■ **Image location labeling entries**
********************
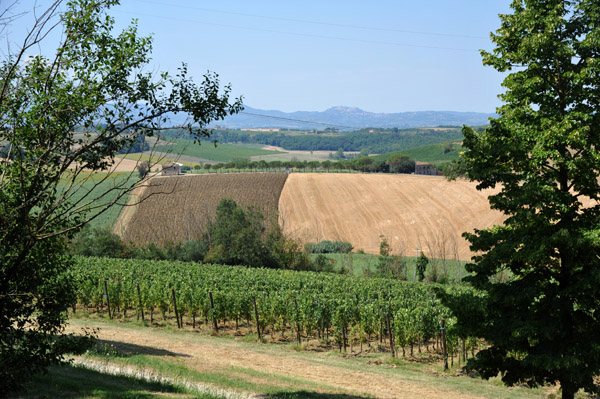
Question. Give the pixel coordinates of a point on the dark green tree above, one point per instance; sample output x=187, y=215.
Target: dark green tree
x=542, y=153
x=399, y=163
x=235, y=237
x=421, y=265
x=60, y=118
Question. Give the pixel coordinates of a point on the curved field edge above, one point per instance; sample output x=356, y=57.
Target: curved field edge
x=428, y=213
x=177, y=208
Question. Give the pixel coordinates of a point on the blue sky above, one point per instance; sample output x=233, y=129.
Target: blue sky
x=381, y=56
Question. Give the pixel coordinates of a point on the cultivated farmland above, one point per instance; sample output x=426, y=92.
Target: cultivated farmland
x=176, y=209
x=411, y=211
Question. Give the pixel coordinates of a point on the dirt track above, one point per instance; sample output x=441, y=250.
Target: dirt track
x=261, y=364
x=409, y=210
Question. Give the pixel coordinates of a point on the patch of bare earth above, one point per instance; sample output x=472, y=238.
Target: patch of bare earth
x=205, y=354
x=428, y=212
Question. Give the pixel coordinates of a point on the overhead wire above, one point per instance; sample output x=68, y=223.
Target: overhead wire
x=303, y=34
x=315, y=22
x=299, y=120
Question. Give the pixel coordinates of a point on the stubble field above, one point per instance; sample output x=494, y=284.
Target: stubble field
x=410, y=211
x=176, y=208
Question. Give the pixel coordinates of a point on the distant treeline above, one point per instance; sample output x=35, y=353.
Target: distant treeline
x=395, y=164
x=372, y=140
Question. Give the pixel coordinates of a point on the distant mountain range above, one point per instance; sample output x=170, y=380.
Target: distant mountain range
x=350, y=118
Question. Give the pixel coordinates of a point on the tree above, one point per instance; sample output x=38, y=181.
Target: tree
x=235, y=237
x=399, y=163
x=421, y=266
x=143, y=169
x=543, y=325
x=61, y=118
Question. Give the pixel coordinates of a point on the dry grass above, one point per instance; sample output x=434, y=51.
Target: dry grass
x=176, y=209
x=411, y=211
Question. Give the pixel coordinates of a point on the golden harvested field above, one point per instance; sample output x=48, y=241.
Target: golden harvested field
x=409, y=210
x=176, y=208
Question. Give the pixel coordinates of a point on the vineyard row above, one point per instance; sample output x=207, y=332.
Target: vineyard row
x=345, y=309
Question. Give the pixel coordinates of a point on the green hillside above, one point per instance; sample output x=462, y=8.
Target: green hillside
x=220, y=153
x=433, y=153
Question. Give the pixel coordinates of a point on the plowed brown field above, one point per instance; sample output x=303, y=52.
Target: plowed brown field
x=411, y=211
x=176, y=208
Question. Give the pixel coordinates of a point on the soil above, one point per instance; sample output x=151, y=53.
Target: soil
x=410, y=211
x=207, y=354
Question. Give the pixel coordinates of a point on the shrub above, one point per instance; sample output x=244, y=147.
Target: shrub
x=329, y=247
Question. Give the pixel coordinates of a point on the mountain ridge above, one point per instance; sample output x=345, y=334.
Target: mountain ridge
x=349, y=118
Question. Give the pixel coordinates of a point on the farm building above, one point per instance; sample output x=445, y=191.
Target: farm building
x=423, y=168
x=172, y=169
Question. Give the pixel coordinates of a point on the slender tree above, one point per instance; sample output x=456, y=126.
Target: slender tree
x=60, y=118
x=542, y=152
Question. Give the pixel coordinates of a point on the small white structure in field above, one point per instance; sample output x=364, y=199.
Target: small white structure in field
x=423, y=168
x=172, y=169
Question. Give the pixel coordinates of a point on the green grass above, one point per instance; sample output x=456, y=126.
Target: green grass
x=434, y=153
x=220, y=153
x=153, y=159
x=362, y=264
x=91, y=185
x=78, y=382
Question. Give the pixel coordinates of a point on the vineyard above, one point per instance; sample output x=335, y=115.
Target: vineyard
x=176, y=209
x=338, y=310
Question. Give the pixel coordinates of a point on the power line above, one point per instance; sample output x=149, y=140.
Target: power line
x=304, y=34
x=317, y=22
x=298, y=120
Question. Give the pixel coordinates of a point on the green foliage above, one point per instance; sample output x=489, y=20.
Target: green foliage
x=214, y=152
x=392, y=266
x=329, y=247
x=378, y=142
x=317, y=303
x=422, y=264
x=62, y=119
x=97, y=241
x=235, y=237
x=399, y=163
x=542, y=323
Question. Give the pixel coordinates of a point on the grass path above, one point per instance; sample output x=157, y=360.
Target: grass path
x=280, y=371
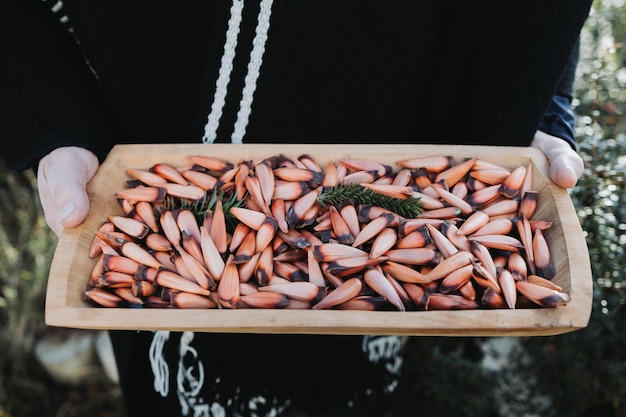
********************
■ **OBJECTIVE**
Copy out all the records above word for word, leaving out the pictures.

■ **THE RESULT**
Question. Give the pixel coordinates of a point on the dark green tree above, one point per instance; sample output x=187, y=215.
Target: dark green tree
x=542, y=153
x=399, y=163
x=235, y=237
x=421, y=265
x=60, y=118
Question. Give the pixel coordinates of a point on the curved field edge above, one point per instance; sample output x=356, y=57.
Target: curved field edge
x=428, y=213
x=177, y=208
Question. Give the pixel coordinates of a point on the blue sky above, one point per instance; sample output x=233, y=129.
Target: blue sky
x=381, y=56
Question. Give the pixel coordinates of a point on the cultivated farmland above, one point per instance; sample output x=426, y=92.
Target: cultivated farmland
x=176, y=209
x=411, y=211
Question. Give the pixel coordinates of a point on the dirt track above, one point per instance; sample output x=441, y=250.
Target: dirt track
x=261, y=364
x=409, y=210
Question. Give the pixel coordinates of a point on the patch of bare earth above, one point per instance; sample output x=472, y=238.
Target: patch of bare earth
x=205, y=354
x=428, y=212
Question. Give the pixel coordinates of a point on the overhead wire above, one point per instance; sample output x=68, y=223.
Target: overhead wire
x=303, y=34
x=315, y=22
x=299, y=120
Question. Give the pixel coordinates of a point on the stubble field above, one point per instance; sample output x=494, y=284.
Target: stubble field
x=410, y=211
x=176, y=208
Question. Give the pixel coordinates of a point on the distant treeline above, one point per instance; sample output x=35, y=353.
Target: distant treeline
x=395, y=164
x=372, y=140
Question. Give the pixel coordinates of a point on the distant mountain range above, one point per instance; sample output x=170, y=380.
Target: distant mountain range
x=350, y=118
Question. Give the pixel coordinates of a point on the tree above, one point per instance; sample output x=38, y=181.
Target: tree
x=235, y=237
x=399, y=163
x=421, y=266
x=143, y=169
x=543, y=325
x=61, y=118
Question. Give the pixel coordinates of a point on the dry grass above, one point per instance; sample output x=434, y=51.
Target: dry grass
x=176, y=209
x=411, y=211
Question. Give the pixel coordinates of a point on the golden harvested field above, one point per instance; sample output x=48, y=241.
Target: golden harvested field
x=409, y=210
x=176, y=208
Question. Give the pixel coordinates of a point on the vineyard row above, one point per instance; sample output x=207, y=332.
Target: vineyard row
x=345, y=309
Question. Give the pixel coordinates of a point on the green hillside above, one point per instance; sample output x=462, y=8.
Target: green hillside
x=220, y=153
x=433, y=153
Question. Give the pixel coordinates of a point on the plowed brown field above, one point per instance; sample output x=303, y=52.
Target: plowed brown field
x=411, y=211
x=176, y=208
Question. Give the pixel coordinates of a point on the soil above, one point per instance; sample output x=151, y=53.
Target: soil
x=410, y=211
x=207, y=354
Question. Give the pixel coordinates of a point on the shrub above, one point per instance; sample output x=244, y=147.
Target: shrub
x=329, y=247
Question. Give the pixel coordinates of a point on the mountain ridge above, one point per instance; sample output x=345, y=334.
Target: mountain ridge
x=349, y=118
Question. Give the pixel coordinates of a point on the farm building above, one point per instance; sample output x=445, y=191.
Target: farm building
x=423, y=168
x=172, y=169
Question. Give the pixel coordinates of a point on the slender tree above, one point per instance; sample output x=456, y=126.
Target: slender tree
x=60, y=118
x=542, y=152
Question. Give the pixel coordinates of a point on the small white structure in field above, one point per instance; sample output x=364, y=199.
Target: small white structure in field
x=423, y=168
x=172, y=169
Question. Give the pixel coordinates of a point on the green grass above, one point per instance; sample output x=456, y=126.
Target: green grass
x=434, y=153
x=220, y=153
x=153, y=159
x=362, y=264
x=91, y=185
x=78, y=382
Question. Give the pixel coordinates of a point on the vineyard above, one point per instance; sample output x=335, y=115.
Target: vineyard
x=176, y=209
x=338, y=310
Question. Give the pixel coordinates of a point on the power line above, one point per instance; sample output x=149, y=140.
Target: power line
x=304, y=34
x=317, y=22
x=298, y=120
Question. Give the pixel coordinates of a point on the green foliage above, one point per instance; sample output x=489, y=20.
Target: green foliage
x=214, y=152
x=392, y=266
x=329, y=247
x=378, y=142
x=317, y=303
x=422, y=264
x=62, y=119
x=97, y=241
x=235, y=237
x=399, y=163
x=542, y=323
Question. Give the pixel coordinates of a point on the grass path above, one point per instance; sample output x=157, y=360.
Target: grass path
x=280, y=371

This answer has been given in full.